• [Questions]
[A] For each statement below, say whether it agrees with the career profile of Hague that follows. Answer yes or no and quote the deciding words: (i) Hague launched Cyberfort with private equity backing; (ii) Wolters Kluwer is a Dutch company; (iii) the buyout attempt during Hague's time at Wolters Kluwer succeeded.
[B] In the career profile of Hague, rewrite the paragraph beginning "Another career switch" as a short list that keeps its main facts.
[C] Proceed with the career profile of Hague, beginning after its final sentence.
Quoted passage Block Start
Following the sale, Hague moved on to a role as director of the cyber division at the NCC Group, today a £300 million plus cyber security business listed on the main UK stock exchange.

“I learnt a lot, all at absolutely rapid pace. But my history dictates that four years tends to be a max. It is not about career progression or delivering things – it is just like my mind will switch off.”

Another career switch saw Hague headhunted by Dutch information services company Wolters Kluwer to run their outsourced HR and employment legal arm, transforming products and services into the digital arena. A buyout attempt failed and Hague was again looking for pastures new, armed with a voracious appetite for the cyber industry and invaluable insights into capital raising and private equity finance.

Armed with private equity backing he struck out on his own to launch Cyberfort, which grew into a £24 million powerhouse as one of the biggest privately owned cyber companies in the UK.

But his son’s autism diagnosis changed Hague’s perspective on life’s priorities – and would eventually bring him to Birmingham as CEO of TechWM.
Quoted passage Block End
Listed entries Block Start
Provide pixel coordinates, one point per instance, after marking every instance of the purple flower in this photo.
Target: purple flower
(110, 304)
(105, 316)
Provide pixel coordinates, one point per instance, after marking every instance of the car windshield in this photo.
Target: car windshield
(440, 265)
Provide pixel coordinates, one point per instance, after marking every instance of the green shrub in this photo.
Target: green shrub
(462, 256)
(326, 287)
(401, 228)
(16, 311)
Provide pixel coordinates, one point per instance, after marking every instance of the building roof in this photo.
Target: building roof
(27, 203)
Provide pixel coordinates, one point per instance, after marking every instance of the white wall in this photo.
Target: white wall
Listed entries Block End
Listed entries Block Start
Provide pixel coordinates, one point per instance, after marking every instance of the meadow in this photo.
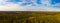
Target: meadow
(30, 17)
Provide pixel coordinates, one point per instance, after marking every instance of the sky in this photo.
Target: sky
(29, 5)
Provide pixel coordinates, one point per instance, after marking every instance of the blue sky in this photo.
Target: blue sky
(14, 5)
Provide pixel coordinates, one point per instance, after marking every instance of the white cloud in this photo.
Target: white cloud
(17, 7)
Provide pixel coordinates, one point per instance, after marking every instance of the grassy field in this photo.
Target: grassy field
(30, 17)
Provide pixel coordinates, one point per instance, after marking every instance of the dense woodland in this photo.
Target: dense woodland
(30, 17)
Listed entries Block End
• [Outputs in order]
[A]
(i) Yes: "Armed with private equity backing he struck out on his own to launch Cyberfort"
(ii) Yes: "Dutch information services company Wolters Kluwer"
(iii) No: "A buyout attempt failed"

[B]
- Dutch information services company Wolters Kluwer headhunted Hague to run its outsourced HR and employment legal arm.
- In that role he moved its products and services into the digital arena.
- A buyout attempt failed, and Hague again sought a new role.
- He left with a strong appetite for the cyber industry and valuable insight into capital raising and private equity finance.

[C]
“TechWM has been going for years really successfully and this year’s Birmingham Tech Week is the seventh iteration. The company and Tech Week are so inter-linked. The first one was very modest, with maybe a few hundred visitors, but we are now aiming for 10,000.

“It is held all over the city centre at different venues, including the ICC, NatWest, HSBC and Millennium Point. We are basically taking over the city centre for a week.”

Running from October 20 to 24, Tech Week is supported by some of the biggest local tech giants, multinational corporations and universities, with thought-provoking discussions on frontier technologies such as AI, cyber security and quantum computing.

“It is a showcase for the region on all the great cool stuff that is going on,” he says.

So with the region’s biggest manufacturer Jaguar Land Rover brought to a production standstill at the hands of a cyber attack just weeks before the biggest event in the region’s tech calendar, how does Hague view the West Midlands’ tech ecosystem?

“I am an anorak on this. Everybody at some point will be hit, fact. There are breaches going on right now, there will be another one in an hour. It is relentless.”

But cyber attacks will not stop the equally relentless march of technology, according to Hague.

“We titled Tech Week ‘a quantum leap for the West Midlands’. This relates to the speed and acceleration of technology by advancement.”

Cyber attacks notwithstanding, Hague is candid about the challenges facing the tech sector, particularly in the West Midlands where inadequate access to finance is often viewed as a problem for start-ups which may then fail.

“I don’t buy that,” he says. “Most of the time it is not necessarily finance, it is access to help and guidance and mentorship and management advice. It is not hard to start a tech business.”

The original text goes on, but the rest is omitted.